→ **The request**
In the records below, find the line containing "Request = tag one keypoint per instance of the woman's hair"; give it again exactly, along with every line that follows, and nothing else.
=======
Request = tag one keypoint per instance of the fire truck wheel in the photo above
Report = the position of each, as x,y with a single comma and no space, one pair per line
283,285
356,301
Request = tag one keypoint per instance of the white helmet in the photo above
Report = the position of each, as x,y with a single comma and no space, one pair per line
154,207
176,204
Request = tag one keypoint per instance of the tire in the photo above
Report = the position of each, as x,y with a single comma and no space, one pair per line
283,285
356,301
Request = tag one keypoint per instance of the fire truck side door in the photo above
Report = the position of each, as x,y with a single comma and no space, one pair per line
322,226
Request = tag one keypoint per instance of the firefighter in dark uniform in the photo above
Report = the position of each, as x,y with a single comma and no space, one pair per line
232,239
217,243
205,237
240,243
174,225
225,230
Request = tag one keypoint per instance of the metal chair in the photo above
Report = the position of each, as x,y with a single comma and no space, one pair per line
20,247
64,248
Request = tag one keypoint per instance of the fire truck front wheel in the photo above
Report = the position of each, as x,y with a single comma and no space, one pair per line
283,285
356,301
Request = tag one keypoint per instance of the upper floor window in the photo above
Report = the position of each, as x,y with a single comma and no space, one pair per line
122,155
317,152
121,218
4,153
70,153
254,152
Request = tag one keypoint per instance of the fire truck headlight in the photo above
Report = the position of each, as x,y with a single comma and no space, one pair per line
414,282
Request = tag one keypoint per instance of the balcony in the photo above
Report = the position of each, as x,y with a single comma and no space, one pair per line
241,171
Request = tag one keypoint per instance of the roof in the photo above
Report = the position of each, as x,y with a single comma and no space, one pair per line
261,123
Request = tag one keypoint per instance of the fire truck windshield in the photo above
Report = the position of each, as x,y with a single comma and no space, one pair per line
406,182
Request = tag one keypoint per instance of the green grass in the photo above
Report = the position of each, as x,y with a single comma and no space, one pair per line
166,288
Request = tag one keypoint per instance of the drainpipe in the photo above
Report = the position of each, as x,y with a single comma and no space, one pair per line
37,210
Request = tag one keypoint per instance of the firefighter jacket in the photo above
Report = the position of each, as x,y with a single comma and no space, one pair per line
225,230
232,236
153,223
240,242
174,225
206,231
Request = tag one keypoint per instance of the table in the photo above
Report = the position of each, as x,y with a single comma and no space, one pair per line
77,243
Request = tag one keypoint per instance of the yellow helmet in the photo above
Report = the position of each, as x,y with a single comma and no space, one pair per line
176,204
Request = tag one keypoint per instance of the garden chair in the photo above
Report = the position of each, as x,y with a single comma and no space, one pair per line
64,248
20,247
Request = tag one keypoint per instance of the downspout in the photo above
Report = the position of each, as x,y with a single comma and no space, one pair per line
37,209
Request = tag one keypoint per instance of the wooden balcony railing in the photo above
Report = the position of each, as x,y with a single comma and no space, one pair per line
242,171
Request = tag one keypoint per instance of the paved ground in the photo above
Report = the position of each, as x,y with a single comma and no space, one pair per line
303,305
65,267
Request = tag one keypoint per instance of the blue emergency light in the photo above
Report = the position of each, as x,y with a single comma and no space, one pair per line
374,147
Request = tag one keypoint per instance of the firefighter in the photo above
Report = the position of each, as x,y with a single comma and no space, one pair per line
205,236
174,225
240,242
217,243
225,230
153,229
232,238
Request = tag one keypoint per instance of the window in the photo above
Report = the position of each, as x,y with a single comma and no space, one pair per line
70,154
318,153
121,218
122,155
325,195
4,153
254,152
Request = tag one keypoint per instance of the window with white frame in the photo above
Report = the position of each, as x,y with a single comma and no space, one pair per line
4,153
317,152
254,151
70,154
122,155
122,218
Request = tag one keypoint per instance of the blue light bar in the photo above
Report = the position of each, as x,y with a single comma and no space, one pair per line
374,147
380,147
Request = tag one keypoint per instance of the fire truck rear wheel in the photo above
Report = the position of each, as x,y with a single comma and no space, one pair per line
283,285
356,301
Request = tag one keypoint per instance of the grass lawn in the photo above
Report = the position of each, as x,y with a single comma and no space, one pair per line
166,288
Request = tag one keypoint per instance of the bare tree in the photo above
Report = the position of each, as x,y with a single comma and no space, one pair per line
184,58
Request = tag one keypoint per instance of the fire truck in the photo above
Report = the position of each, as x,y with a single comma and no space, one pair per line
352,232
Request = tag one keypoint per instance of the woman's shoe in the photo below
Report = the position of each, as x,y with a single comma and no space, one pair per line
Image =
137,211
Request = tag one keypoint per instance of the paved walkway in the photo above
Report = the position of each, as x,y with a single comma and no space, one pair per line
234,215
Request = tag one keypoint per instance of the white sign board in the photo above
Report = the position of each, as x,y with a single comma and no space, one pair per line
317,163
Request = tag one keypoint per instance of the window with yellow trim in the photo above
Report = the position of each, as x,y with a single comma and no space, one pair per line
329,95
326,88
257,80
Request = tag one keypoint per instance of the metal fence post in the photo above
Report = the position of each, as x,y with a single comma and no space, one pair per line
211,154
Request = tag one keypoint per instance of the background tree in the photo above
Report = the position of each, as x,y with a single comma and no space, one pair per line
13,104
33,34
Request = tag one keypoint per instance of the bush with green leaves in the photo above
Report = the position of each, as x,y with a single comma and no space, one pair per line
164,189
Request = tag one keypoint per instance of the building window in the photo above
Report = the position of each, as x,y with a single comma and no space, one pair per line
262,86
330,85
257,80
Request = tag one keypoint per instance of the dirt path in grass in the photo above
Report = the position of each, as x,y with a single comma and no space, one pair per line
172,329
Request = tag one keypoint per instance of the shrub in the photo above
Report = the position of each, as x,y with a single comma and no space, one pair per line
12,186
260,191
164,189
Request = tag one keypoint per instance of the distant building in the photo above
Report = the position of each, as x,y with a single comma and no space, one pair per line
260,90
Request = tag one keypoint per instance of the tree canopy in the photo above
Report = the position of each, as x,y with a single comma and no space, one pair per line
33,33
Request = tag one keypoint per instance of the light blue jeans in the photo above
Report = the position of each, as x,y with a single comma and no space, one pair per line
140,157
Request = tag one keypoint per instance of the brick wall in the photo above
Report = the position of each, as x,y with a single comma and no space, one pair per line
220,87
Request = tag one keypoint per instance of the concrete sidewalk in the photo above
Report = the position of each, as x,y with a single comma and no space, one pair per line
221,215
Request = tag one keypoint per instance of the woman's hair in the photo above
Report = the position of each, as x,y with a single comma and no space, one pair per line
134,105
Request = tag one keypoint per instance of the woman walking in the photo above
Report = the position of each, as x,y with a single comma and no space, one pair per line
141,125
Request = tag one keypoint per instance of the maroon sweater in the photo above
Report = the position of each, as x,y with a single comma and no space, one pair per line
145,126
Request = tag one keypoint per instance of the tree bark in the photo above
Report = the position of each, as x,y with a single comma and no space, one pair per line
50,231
=======
→ **Correct result**
Request = tag one keypoint per instance of the woman's hair in the photo above
Report = the position of each, as x,y with a single comma and no space, one pair per line
134,105
Request = tag one keypoint per instance of the woman walking in the photo above
Report = the position of each, as x,y with a single comma and no space, one pair per line
141,125
Request = tag one keypoint per instance of the maroon sweater in the photo above
Report = the position of each, as x,y with a single comma and no space, one pair per line
145,126
Request = tag one keypoint per instance of the tree bark in the photo above
Report = the position of each, as x,y with a single comma and no space, one pair per line
50,231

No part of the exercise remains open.